- _DIRECTION_
Repeat each entry as written, dropping any picture you find.
::::::::
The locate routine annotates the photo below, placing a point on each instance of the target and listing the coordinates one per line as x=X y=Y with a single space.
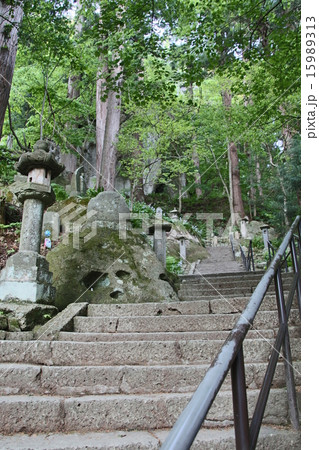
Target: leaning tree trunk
x=112 y=128
x=8 y=51
x=237 y=207
x=238 y=204
x=101 y=114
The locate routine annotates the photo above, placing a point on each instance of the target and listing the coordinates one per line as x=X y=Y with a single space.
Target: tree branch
x=261 y=19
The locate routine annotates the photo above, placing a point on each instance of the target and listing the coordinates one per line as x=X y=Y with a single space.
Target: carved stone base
x=26 y=277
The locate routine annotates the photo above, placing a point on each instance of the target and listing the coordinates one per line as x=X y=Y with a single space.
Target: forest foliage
x=172 y=64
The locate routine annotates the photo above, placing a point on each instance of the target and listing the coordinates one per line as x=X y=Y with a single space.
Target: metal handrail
x=231 y=357
x=231 y=239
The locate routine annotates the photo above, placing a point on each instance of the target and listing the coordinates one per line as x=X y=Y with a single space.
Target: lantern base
x=26 y=277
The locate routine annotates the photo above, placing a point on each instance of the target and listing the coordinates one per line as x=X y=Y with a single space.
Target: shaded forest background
x=200 y=97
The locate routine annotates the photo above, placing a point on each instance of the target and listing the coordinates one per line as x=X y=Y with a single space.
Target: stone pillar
x=31 y=230
x=174 y=215
x=26 y=276
x=159 y=244
x=265 y=234
x=182 y=248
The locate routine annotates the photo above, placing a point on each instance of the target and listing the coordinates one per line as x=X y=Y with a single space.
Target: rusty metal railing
x=231 y=358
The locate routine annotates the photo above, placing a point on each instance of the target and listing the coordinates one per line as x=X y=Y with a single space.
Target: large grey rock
x=206 y=439
x=106 y=208
x=26 y=277
x=107 y=269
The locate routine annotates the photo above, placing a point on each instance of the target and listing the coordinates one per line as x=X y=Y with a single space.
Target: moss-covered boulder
x=107 y=269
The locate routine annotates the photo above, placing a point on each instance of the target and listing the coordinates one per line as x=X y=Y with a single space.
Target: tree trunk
x=195 y=157
x=8 y=51
x=236 y=207
x=198 y=179
x=237 y=198
x=2 y=211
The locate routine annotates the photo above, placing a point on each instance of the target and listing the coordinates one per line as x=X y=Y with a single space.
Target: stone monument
x=26 y=276
x=159 y=230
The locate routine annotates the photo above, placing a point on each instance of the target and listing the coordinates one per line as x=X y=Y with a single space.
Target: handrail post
x=290 y=382
x=240 y=402
x=296 y=269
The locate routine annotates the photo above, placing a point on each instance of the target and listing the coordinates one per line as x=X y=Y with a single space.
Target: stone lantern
x=26 y=276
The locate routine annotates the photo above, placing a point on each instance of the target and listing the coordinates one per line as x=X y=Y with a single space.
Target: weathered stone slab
x=62 y=322
x=164 y=336
x=149 y=309
x=207 y=439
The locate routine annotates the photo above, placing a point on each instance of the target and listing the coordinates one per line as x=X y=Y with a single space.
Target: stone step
x=233 y=304
x=26 y=379
x=168 y=336
x=269 y=438
x=206 y=322
x=211 y=295
x=165 y=336
x=49 y=414
x=130 y=353
x=240 y=276
x=250 y=285
x=235 y=291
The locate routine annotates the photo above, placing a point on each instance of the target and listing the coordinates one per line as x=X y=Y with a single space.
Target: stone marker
x=159 y=230
x=105 y=209
x=26 y=276
x=243 y=227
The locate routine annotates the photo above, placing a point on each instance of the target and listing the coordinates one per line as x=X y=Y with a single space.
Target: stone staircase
x=121 y=378
x=221 y=260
::::::::
- _ANSWER FOR THE TASK_
The locate routine annotates the photo below, placing a point on each instance of the target and listing the coordinates one per line as x=X y=Y with a single space.
Target: leaning tree trunk
x=112 y=128
x=8 y=51
x=237 y=207
x=238 y=204
x=101 y=114
The locate routine annotates the photo above, placing a point on each instance of the target and listing the coordinates one per line as x=X y=Y with a single space.
Target: tree branch
x=261 y=19
The locate routine annotates the photo above, placing a point on each instance of the target and listing the coordinates one per line as x=X y=Y with a single space.
Target: carved stone base
x=26 y=277
The locate routine annotates the photo above, placing a point on each instance of the target and listing the coordinates one per line as x=X y=Y with a single space.
Target: forest foliage
x=172 y=64
The locate routine annotates the photo above, placing a point on each instance of the target and listing the coordinates one per line as x=X y=Y with a single space.
Target: metal handrail
x=231 y=357
x=231 y=239
The locate routine annotates the photo above, placing a point on each instance of the target and listing the coordinates one per line as x=X y=Y with a single space.
Target: lantern base
x=26 y=277
The locate routine annotates the photo above, placing a point on each instance of the target and listing the coordinates one per line as x=X y=Y with a single space.
Target: shaded forest background
x=200 y=97
The locate routine annotates the photo above, placing a point on each instance of the target and listing the coordinates one per line as x=X y=Y with a single space.
Target: stone pillar
x=31 y=230
x=174 y=215
x=26 y=276
x=159 y=244
x=265 y=234
x=182 y=248
The locate routine annotates the photo above, placing a point on each instance of the target and listing the coordinates one per line as x=X y=Y with a single space.
Target: rusty metal railing
x=231 y=358
The locate routine annotates the photo above, placing a point on each instance of the target and listing the coordinates one per line as x=X y=Y with a single space.
Target: large grey rock
x=206 y=439
x=106 y=208
x=26 y=277
x=107 y=269
The locate routine annotates the photo above, placing a point on each instance of the target and listing the coordinates one per line as x=X y=Y with a single space.
Target: moss-covered boulder
x=107 y=269
The locate routine annotates the photo above, placing a point on each instance of the target and listing the coordinates one per line as x=X y=Y with a single space.
Target: tree trunk
x=195 y=157
x=8 y=51
x=236 y=207
x=198 y=179
x=237 y=198
x=2 y=211
The locate routine annotates the photo above, placing a point on each instance of the target and listing the coordinates one per line as x=X y=Y with a single space.
Target: stone monument
x=26 y=276
x=159 y=230
The locate routine annotates the photo above, placing a point on each instance of the target and listing the coordinates one per line as x=X y=Y with a single space.
Target: handrail post
x=290 y=382
x=240 y=402
x=296 y=269
The locate routine annotates the photo above, placing a point on each instance of the target and listing the coordinates one per line as x=X y=Y with a single space.
Target: stone lantern
x=26 y=276
The locate routine annotates the photo above, placing a point on each instance of the target and listing the coordinates one per line as x=X y=Y with a single space.
Target: weathered stone slab
x=62 y=322
x=164 y=336
x=149 y=309
x=207 y=439
The locate routine annotates the photo above, placing a point on each instance of the target and listing the coordinates one per line as x=X y=Y with a single space.
Target: stone step
x=233 y=304
x=26 y=379
x=168 y=336
x=269 y=438
x=206 y=322
x=211 y=295
x=165 y=336
x=49 y=414
x=130 y=353
x=240 y=276
x=250 y=285
x=235 y=291
The locate routine annotates the photo above, placing a point on each instance of the target and listing the coordinates one per line as x=X y=Y with a single space.
Target: stone marker
x=159 y=230
x=105 y=209
x=26 y=276
x=243 y=227
The locate routine annotates the photo above, placing a point on each instance of the target and listing the coordinates one per line as x=X y=Y with a single space.
Target: stone staircase
x=121 y=378
x=221 y=260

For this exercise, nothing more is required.